(begin)
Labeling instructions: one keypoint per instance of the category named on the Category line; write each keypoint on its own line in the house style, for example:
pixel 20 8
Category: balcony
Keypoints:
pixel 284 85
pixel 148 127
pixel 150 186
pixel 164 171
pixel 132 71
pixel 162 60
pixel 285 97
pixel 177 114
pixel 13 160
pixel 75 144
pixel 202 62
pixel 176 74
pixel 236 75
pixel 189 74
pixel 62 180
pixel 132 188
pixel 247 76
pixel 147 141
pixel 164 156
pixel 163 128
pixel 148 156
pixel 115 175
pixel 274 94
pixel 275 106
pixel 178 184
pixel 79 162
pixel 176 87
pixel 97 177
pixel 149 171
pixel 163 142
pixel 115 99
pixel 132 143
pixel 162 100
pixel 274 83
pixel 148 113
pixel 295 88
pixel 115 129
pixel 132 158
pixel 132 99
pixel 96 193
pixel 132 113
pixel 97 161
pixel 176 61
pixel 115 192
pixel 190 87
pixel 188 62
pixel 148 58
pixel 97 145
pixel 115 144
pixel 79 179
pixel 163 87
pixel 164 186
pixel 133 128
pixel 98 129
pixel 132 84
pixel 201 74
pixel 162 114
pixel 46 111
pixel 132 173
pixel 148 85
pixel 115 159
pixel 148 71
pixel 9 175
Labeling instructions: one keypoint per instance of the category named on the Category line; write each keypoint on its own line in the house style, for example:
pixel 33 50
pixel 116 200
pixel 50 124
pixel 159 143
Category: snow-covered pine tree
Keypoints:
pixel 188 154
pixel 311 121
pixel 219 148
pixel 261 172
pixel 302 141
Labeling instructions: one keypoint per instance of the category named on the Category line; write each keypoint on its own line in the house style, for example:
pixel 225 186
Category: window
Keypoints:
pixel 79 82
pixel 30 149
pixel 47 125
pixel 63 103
(end)
[YOUR GOAL]
Swap every "house style" in the material above for "standard format" and write all of it out again with nothing else changed.

[TASK OUTPUT]
Labeling instructions: one keypoint per instance of the category named on the Category line; write each keypoint on its own line in the standard format, for example:
pixel 20 8
Category: balcony
Keypoints:
pixel 284 85
pixel 148 127
pixel 150 186
pixel 164 171
pixel 132 71
pixel 162 60
pixel 285 97
pixel 177 114
pixel 13 160
pixel 75 144
pixel 202 62
pixel 176 74
pixel 236 75
pixel 189 74
pixel 62 180
pixel 132 188
pixel 247 76
pixel 147 141
pixel 164 156
pixel 163 128
pixel 148 156
pixel 115 175
pixel 274 94
pixel 275 106
pixel 178 184
pixel 79 162
pixel 176 87
pixel 97 177
pixel 149 171
pixel 163 142
pixel 115 99
pixel 132 143
pixel 162 100
pixel 274 83
pixel 148 113
pixel 295 88
pixel 115 129
pixel 132 158
pixel 132 99
pixel 96 193
pixel 132 113
pixel 97 161
pixel 176 61
pixel 115 192
pixel 190 87
pixel 188 62
pixel 148 58
pixel 97 145
pixel 115 144
pixel 79 179
pixel 163 87
pixel 164 186
pixel 133 128
pixel 98 129
pixel 132 84
pixel 201 74
pixel 162 114
pixel 46 111
pixel 132 173
pixel 148 85
pixel 115 159
pixel 148 71
pixel 9 175
Labeling instructions: one keypoint per instance of the category named on the Category line; write each keypoint on its own line in the standard format, for example:
pixel 33 50
pixel 116 200
pixel 50 124
pixel 159 143
Category: snow-covered pine tree
Keypoints:
pixel 188 154
pixel 311 121
pixel 219 148
pixel 261 172
pixel 302 141
Labeling instructions: one keypoint per instance of the category named on the Category line; write each keypoint on its own line in the standard format, for example:
pixel 225 186
Category: window
Keypoints:
pixel 79 82
pixel 30 149
pixel 47 125
pixel 63 103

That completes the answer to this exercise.